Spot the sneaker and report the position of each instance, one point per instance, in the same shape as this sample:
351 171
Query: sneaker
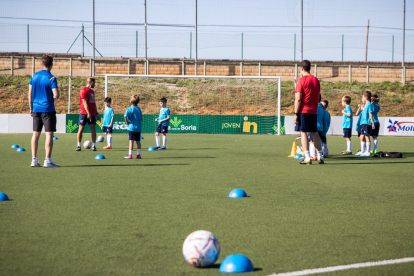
306 162
50 165
35 163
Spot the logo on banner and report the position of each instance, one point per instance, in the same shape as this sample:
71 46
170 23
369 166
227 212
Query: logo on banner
178 126
400 126
247 126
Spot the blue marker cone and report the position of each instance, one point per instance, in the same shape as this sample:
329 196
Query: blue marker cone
3 197
236 264
99 157
237 193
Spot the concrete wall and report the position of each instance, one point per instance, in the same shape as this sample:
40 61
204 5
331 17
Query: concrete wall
65 65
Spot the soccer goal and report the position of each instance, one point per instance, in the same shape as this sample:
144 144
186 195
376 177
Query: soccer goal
202 104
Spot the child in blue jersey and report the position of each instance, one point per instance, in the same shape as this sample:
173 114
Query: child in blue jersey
367 125
163 123
133 117
375 131
108 121
326 124
347 120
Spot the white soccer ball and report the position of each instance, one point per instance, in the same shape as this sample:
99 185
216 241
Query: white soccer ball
201 249
87 144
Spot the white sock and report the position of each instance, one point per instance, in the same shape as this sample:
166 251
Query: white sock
368 147
109 140
375 143
362 147
312 149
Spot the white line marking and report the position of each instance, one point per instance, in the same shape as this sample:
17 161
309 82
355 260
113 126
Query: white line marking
343 267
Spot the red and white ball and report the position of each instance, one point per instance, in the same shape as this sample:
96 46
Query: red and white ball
201 249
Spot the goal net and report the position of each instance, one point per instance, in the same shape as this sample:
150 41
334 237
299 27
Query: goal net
201 104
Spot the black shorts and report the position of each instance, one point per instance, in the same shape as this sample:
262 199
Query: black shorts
375 132
308 122
47 119
83 119
162 129
366 130
107 130
347 132
134 136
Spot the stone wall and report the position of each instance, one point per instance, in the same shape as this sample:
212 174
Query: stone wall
75 65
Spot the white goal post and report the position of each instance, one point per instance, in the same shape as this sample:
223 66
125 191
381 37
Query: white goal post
124 78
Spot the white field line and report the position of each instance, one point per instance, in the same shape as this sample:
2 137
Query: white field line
343 267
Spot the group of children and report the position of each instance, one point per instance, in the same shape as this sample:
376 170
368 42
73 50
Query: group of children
133 118
367 125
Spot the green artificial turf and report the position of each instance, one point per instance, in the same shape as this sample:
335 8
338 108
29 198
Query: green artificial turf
130 217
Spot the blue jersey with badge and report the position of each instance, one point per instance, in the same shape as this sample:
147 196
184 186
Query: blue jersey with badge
134 115
108 114
164 113
365 119
319 116
376 109
347 121
42 84
326 122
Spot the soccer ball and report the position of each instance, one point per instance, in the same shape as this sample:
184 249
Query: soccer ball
87 145
201 249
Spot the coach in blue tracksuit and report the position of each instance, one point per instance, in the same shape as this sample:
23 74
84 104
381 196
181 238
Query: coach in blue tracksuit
43 90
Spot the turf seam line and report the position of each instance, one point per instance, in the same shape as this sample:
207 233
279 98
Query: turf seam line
344 267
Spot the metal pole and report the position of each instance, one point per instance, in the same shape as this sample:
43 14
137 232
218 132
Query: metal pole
294 47
196 34
136 43
242 45
93 38
83 41
28 50
366 43
191 44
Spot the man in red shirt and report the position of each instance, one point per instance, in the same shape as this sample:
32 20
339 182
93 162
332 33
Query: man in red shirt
306 107
88 113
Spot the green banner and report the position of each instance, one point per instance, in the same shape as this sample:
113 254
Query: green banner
220 124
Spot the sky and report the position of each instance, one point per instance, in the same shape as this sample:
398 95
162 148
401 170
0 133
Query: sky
227 29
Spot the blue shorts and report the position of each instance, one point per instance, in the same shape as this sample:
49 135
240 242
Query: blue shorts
366 130
83 119
347 132
134 136
374 132
107 130
162 129
308 122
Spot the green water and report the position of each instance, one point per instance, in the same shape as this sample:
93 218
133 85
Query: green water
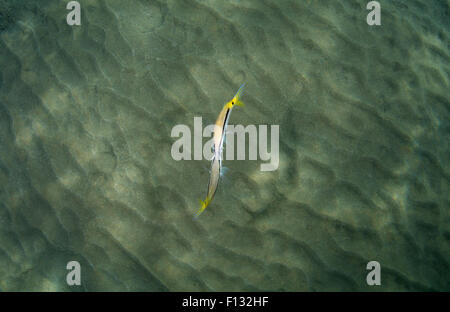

# # # # #

Return all of the material above verbatim, leaving out the pictures.

▸ Reply to the exercise
Spot the sneaker and report the position of each instance, one point per instance, in the same shape as this sample:
351 171
Query: sneaker
306 162
50 165
35 163
Spot the logo on banner and report the position of each instance, one point per instance, in the same shape as this sample:
71 46
170 23
369 166
227 212
Query: logo on banner
178 126
400 126
247 126
Spot the blue marker cone and report the position of each instance, one point per instance, in the same shape as this sample:
329 196
Query: blue marker cone
3 197
236 264
99 157
237 193
Spot the concrete wall and report the position of each instance, one point per instance, in the same shape as this sample:
40 61
204 5
331 17
Query: concrete wall
65 65
Spot the soccer goal and report the position of each instance, one point per instance, in the same shape as this sample:
144 144
186 195
376 177
Query: soccer goal
202 104
Spot the child in blue jersey and report the position of each instance, one point per instance, in the same shape as this sample:
173 114
Query: child in blue jersey
367 125
163 123
133 117
375 131
108 121
326 124
347 120
Spot the white soccer ball and report the position of each instance, one point per instance, in the same shape as this sample:
99 185
216 241
Query: white soccer ball
201 249
87 144
Spot the white sock and report the position of each instance, one point per instance, in the same shape as this sample:
166 251
Query: white sock
368 147
109 140
375 143
362 147
312 149
Spot the white line marking and report the position of each instance, one point per instance, in the same shape as this sample:
17 161
309 82
355 260
113 126
Query: white line marking
343 267
Spot the red and white ball and report the position of each instance, one point per instance, in the same shape as this sample:
96 46
Query: red and white ball
201 249
Spot the goal net and report the position of each instance, one point per instance, in the same shape as this sample:
150 41
334 237
299 27
Query: goal net
201 104
Spot the black shorts and report the position of each instance, one point per instance, in the same shape as this sample:
262 199
Query: black shorts
375 132
308 122
47 119
83 119
162 129
366 130
107 130
347 132
134 136
Spot the stone wall and report the position of each instance, one point per instance, in the same shape as this sample:
212 174
Query: stone wall
75 65
Spot the white goal post and report the position of each instance, one point per instance, in the same shape as this sample:
223 66
125 191
381 37
Query: white goal post
124 78
Spot the white field line and report the position of each instance, one point per instance, in the same shape as this sample:
2 137
Query: white field line
343 267
Spot the group of children and report the position of each instance, one point per instance, in the same shape as this sample:
376 170
368 42
73 50
Query: group of children
133 118
367 125
Spot the green artificial turf and report the position of each instance, one point per instance, in the same shape as this sample:
335 8
338 108
29 198
Query: green artificial turf
130 217
Spot the blue jersey with badge and report the position of each instance, one point per instance, in the same shape as this sample:
147 196
184 186
Query: blue jersey with badge
134 115
108 114
164 113
365 119
319 116
376 109
347 121
42 84
326 122
Spot the soccer ball and report the position of each instance, one point per instance, in the same shape as this sample:
184 249
Query: soccer ball
87 145
201 249
Spot the coach in blue tracksuit and report the position of each instance, one point per instance, in the same shape as this sample:
23 74
84 104
381 196
181 238
Query: coach in blue tracksuit
43 90
Spot the turf seam line and report the position of each instance, one point per instance, in the same shape as this sample:
207 233
279 98
Query: turf seam line
344 267
Spot the metal pole and report the position of each instance, one point per instance, in the same shape as this sample:
43 14
137 232
218 132
Query: metal pole
294 47
196 34
136 43
242 45
93 38
83 41
28 50
366 43
191 44
Spot the man in red shirt and report the position of each instance, one point per instance, in the same shape as this sample:
32 20
339 182
93 162
332 33
Query: man in red shirt
306 107
88 113
Spot the green banner and report the position of each instance, one point per instance, in the same shape as this sample:
113 254
Query: green banner
220 124
Spot the sky and report the position of each instance, one point per instance, in the same shape as this sample:
398 95
162 148
401 170
0 133
Query: sky
227 29
Spot the blue shorts and report the position of each instance, one point per instance, in the same shape as this sample:
49 135
240 242
Query: blue shorts
366 130
83 119
347 132
134 136
374 132
107 130
162 129
308 122
Spot the green water and report the position of each instance, one point per instance, in the same shape as this sample:
93 218
133 85
Query: green water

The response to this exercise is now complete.